How To Revise For GCSE 2022: 5 Scientifically Proven Study Techniques

Following a long two years of no final exams, the pressure to perform is on.

Most students sitting their GCSEs this year will have never sat a formal exam in their lives. This makes the lead up to exams very daunting but with the right preparation, it doesn’t have to be. 

There is no escaping exams. The GCSE 2022 exams will commence on May 16th and finish on June 28th, so it’s in your best interest to start your revision now! 

You have what it takes to achieve great things and make yourself proud on results day! Here are five scientifically proven study techniques to help you revise for your GCSE 2022 exams. 

  1. Chunking 

While longer study sessions sound good in theory, scientific evidence proves that working in shorter chunks is more effective for learning. 

A study published by Marked by Teachers, revealed that breaking revision up into short regular sessions (also known as chunking) “can be particularly useful” when revising for exams. This is because it allows you to group related information without overwhelming your brain. You just have to focus on remembering one small chunk of information at a time and steadily build on your knowledge. 

The study results revealed that students could recall “far less” of the information they learned when their study sessions were not chunked down. 

A great template for chunking is The Pomodoro Technique. This is where a timer is used to break revision sessions into intervals, 25 minutes of hyper-focused study, followed by a five-minute break. This cycle is then repeated depending on how long you have to study, e.g. if you have two hours, you’d repeat this four times.

RECORD EXTRACTS
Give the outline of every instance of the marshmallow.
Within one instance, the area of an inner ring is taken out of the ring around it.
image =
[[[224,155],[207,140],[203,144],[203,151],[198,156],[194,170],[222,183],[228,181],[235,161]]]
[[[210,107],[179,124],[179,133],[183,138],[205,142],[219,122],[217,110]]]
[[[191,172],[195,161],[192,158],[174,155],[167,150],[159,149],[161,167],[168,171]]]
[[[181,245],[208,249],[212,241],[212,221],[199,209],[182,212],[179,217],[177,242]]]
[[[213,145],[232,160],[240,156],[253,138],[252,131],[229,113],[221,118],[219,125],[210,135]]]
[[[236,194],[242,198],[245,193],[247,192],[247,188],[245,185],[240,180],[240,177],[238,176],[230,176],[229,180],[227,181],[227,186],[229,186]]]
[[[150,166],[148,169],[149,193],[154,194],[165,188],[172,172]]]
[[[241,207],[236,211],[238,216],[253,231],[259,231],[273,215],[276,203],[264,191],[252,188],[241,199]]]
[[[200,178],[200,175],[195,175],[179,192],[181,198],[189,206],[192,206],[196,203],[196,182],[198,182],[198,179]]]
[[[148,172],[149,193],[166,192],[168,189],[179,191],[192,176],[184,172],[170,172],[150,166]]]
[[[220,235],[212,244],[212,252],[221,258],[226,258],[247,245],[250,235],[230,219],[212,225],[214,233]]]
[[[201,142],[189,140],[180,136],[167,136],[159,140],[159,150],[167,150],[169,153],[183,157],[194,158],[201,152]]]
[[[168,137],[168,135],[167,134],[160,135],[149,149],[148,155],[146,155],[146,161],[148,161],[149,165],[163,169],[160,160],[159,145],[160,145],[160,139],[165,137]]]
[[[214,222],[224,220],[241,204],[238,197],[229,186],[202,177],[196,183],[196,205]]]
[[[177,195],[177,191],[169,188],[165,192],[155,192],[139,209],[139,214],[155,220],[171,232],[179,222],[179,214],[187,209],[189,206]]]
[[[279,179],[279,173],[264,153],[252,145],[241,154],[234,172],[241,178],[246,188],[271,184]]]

GOAL OF THE EXERCISE
From the GCSE revision article, give again the part that opens with the words "1. Chunking" and closes with "not chunked down.", and substitute "revision sessions" for "study sessions" throughout.

RESULT OF THE EXERCISE
1. Chunking 

While longer revision sessions sound good in theory, scientific evidence proves that working in shorter chunks is more effective for learning. 

A study published by Marked by Teachers, revealed that breaking revision up into short regular sessions (also known as chunking) “can be particularly useful” when revising for exams. This is because it allows you to group related information without overwhelming your brain. You just have to focus on remembering one small chunk of information at a time and steadily build on your knowledge. 

The study results revealed that students could recall “far less” of the information they learned when their revision sessions were not chunked down.